(Beginning of SELECTED EXTRACT)

So, given a randomly chosen observation \(\mathbf{x}\) belonging to class 1, and a randomly chosen observation \(\mathbf{x^{\prime}}\) belonging to class 0, the AUC is the probability that the evaluated classification algorithm will assign a higher score to \(\mathbf{x}\) than to \(\mathbf{x^{\prime}}\), i.e., the conditional probability of \(\hat{p}(\mathbf{x}) > \hat{p}(\mathbf{x^{\prime}})\).

An alternative purely geometric proof can be found in the Scatterplot Smoothers blog.

In other words, if the classification algorithm distinguishes “positive” and “negative” examples (e.g., disease status), then

AUC is the probability of correct ranking of a random “positive”-“negative” pair.

Computing AUC

The above probabilistic interpretation suggest a simple formula to compute AUC on a finite sample:

Among all “positive”-“negative” pairs in the dataset compute the proportion of those which are ranked correctly by the evaluated classification algorithm.

Here is an inefficient implementation using results from the above logistic regression example:

s <- 0
for (i in which(y == 1)) {
  for (j in which(y == 0)) {
    if (y_pred[i] > y_pred[j]) {
      s <- s + 1
    } else if (y_pred[i] == y_pred[j]) {
      s <- s + 0.5
    }
  }
}
s <- s / (sum(y == 1) * sum(y == 0))
s
# [1] 0.7918

The proportion of correctly ranked “positive”-“negative” pairs yields estimated \(\mathrm{AUC} = 0.7918\).

We can compare this value to the area under the ROC curve computed with the trapezoidal rule.

s <- 0
for (i in 1:(length(FPR) - 1)) {
  dFPR <- abs(FPR[i+1] - FPR[i])
  s <- s + 0.5 * dFPR * (TPR[i+1] + TPR[i])
}
s
# [1] 0.7922

Trapezoidal rule yields estimated \(\mathrm{AUC} = 0.7922\). The difference of \(0.0004\) can be explained by the fact that we evaluated the ROC curve at only 100 points.

(End of SELECTED EXTRACT)
(Beginning of DATA EXTRACTS)

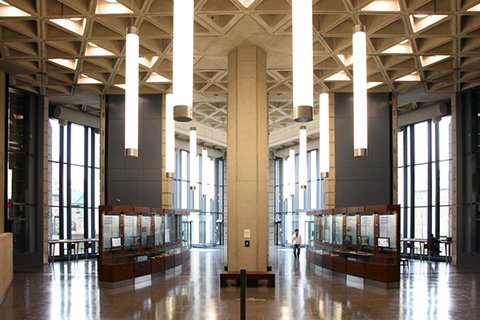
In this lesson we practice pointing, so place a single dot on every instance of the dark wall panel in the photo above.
(364, 180)
(135, 181)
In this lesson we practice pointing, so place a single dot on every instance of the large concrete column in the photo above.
(247, 160)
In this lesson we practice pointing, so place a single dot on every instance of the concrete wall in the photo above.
(6, 263)
(134, 181)
(6, 239)
(363, 180)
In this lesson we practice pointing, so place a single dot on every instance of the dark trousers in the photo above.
(296, 250)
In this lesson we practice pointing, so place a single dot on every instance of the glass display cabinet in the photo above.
(359, 242)
(137, 241)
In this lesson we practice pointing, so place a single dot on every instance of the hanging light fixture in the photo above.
(131, 92)
(302, 63)
(205, 175)
(193, 159)
(324, 135)
(291, 172)
(183, 59)
(302, 158)
(169, 136)
(360, 118)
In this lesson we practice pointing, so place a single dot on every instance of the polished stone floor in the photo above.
(70, 290)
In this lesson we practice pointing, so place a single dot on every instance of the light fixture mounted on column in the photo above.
(302, 158)
(302, 63)
(183, 59)
(193, 159)
(360, 117)
(169, 137)
(131, 92)
(324, 135)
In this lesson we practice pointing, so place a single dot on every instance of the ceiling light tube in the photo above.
(291, 173)
(183, 59)
(302, 63)
(302, 158)
(169, 136)
(131, 93)
(360, 118)
(324, 135)
(205, 169)
(193, 159)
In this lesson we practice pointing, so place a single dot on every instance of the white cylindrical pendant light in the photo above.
(302, 158)
(131, 92)
(205, 169)
(324, 135)
(169, 136)
(291, 173)
(193, 159)
(302, 63)
(360, 117)
(183, 59)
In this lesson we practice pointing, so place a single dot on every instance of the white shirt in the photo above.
(297, 239)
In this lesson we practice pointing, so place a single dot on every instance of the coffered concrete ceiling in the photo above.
(74, 64)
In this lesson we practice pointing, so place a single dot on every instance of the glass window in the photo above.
(421, 185)
(72, 213)
(445, 133)
(78, 144)
(400, 147)
(421, 142)
(422, 210)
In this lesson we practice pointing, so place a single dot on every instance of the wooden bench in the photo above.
(251, 275)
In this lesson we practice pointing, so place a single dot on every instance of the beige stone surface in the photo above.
(2, 151)
(6, 263)
(247, 160)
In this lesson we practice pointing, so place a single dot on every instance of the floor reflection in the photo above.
(69, 290)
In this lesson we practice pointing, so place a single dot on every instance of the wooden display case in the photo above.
(362, 242)
(139, 241)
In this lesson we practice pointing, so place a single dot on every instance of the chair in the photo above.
(72, 246)
(86, 246)
(411, 246)
(428, 248)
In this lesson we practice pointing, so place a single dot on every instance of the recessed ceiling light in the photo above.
(83, 79)
(148, 61)
(7, 10)
(155, 77)
(94, 50)
(67, 63)
(111, 7)
(420, 22)
(347, 60)
(402, 47)
(339, 76)
(475, 8)
(410, 77)
(76, 26)
(246, 3)
(382, 6)
(428, 60)
(373, 84)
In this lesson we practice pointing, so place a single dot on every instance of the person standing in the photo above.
(297, 242)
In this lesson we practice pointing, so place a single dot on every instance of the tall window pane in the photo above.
(77, 143)
(421, 142)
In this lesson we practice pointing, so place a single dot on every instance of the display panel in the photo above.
(131, 237)
(367, 225)
(387, 227)
(351, 230)
(111, 228)
(383, 242)
(338, 229)
(328, 228)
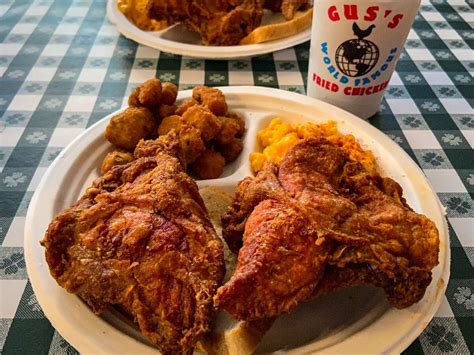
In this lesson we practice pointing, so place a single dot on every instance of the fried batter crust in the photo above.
(140, 239)
(371, 234)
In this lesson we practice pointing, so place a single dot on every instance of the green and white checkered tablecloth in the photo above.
(63, 66)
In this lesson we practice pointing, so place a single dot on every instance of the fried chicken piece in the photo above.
(117, 157)
(278, 266)
(127, 128)
(218, 22)
(209, 165)
(140, 239)
(212, 98)
(203, 119)
(397, 247)
(147, 94)
(287, 7)
(371, 234)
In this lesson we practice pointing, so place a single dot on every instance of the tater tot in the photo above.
(229, 130)
(169, 92)
(209, 165)
(240, 121)
(204, 120)
(127, 128)
(169, 123)
(231, 151)
(214, 99)
(166, 110)
(117, 157)
(191, 143)
(147, 94)
(183, 107)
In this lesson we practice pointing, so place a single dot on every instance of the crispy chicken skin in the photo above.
(219, 22)
(278, 266)
(140, 239)
(366, 233)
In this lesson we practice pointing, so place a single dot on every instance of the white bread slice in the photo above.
(276, 26)
(228, 336)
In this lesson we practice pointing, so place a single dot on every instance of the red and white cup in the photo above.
(355, 47)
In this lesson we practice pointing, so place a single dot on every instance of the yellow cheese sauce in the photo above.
(280, 136)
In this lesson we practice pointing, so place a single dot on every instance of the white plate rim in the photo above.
(126, 28)
(83, 344)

(End of DATA EXTRACTS)

** INSTRUCTIONS **
a) Revise the AUC passage from "In other words, if" up to and including "evaluated classification algorithm.", changing "disease status" to "credit default".
b) Write the next part of the AUC explanation, picking up after its final sentence.
None of the lines are needed for these tasks.

** YOUR RESPONSES **
a)
In other words, if the classification algorithm distinguishes “positive” and “negative” examples (e.g., credit default), then

AUC is the probability of correct ranking of a random “positive”-“negative” pair.

Computing AUC

The above probabilistic interpretation suggest a simple formula to compute AUC on a finite sample:

Among all “positive”-“negative” pairs in the dataset compute the proportion of those which are ranked correctly by the evaluated classification algorithm.

b)
Since there is a minor disagreement, let’s use some standard R package to compute AUC.

library(ROCR)
pred <- prediction(y_pred, y)
auc <- as.numeric(performance(pred, measure = "auc")@y.values)
auc
# [1] 0.7918

Same as the proportion of correctly ranked pairs! :grin:

Wilcoxon-Mann-Whitney test

By analysing the probabilistic meaning of AUC, we not only got a practically relevant interpretation of this classification performance metric, but we also obtained a simple formula to estimate the AUC of a trained classification algorithm. Well, it turns out that taking the proportion of correctly ranked “positive”-“negative” pairs as a formula to estimate the AUC is equivalent to the Wilcoxon-Mann-Whitney statistical test. This fact can also be easily demonstrated in a couple lines of R code.

y_is_1 <- which(y == 1)
y_is_0 <- which(y == 0)
n_pairs <- length(y_is_1) * length(y_is_0)
WMW_test <- wilcox.test(y_pred[y_is_1], y_pred[y_is_0])
WMW_test$statistic / n_pairs
#      W
# 0.7918

Same answer!

So what? Why care about AUC anyway?

  • It has a really nice probabilistic meaning! :wink:

Besides (arguably more importantly), as a measure of classification performance AUC has many advantages compared to other “single number” performance measures:

  • Independence of the decision threshold.
  • Invariance to prior class probabilities or class prevalence in the data.
  • Can choose/change a decision threshold based on cost-benefit analysis after model training.
  • Extensively used in machine learning, and in medical research – and that for good reasons, as for example explained in an excellent blog post on deep learning research in medicine by Luke Oakden-Rayner.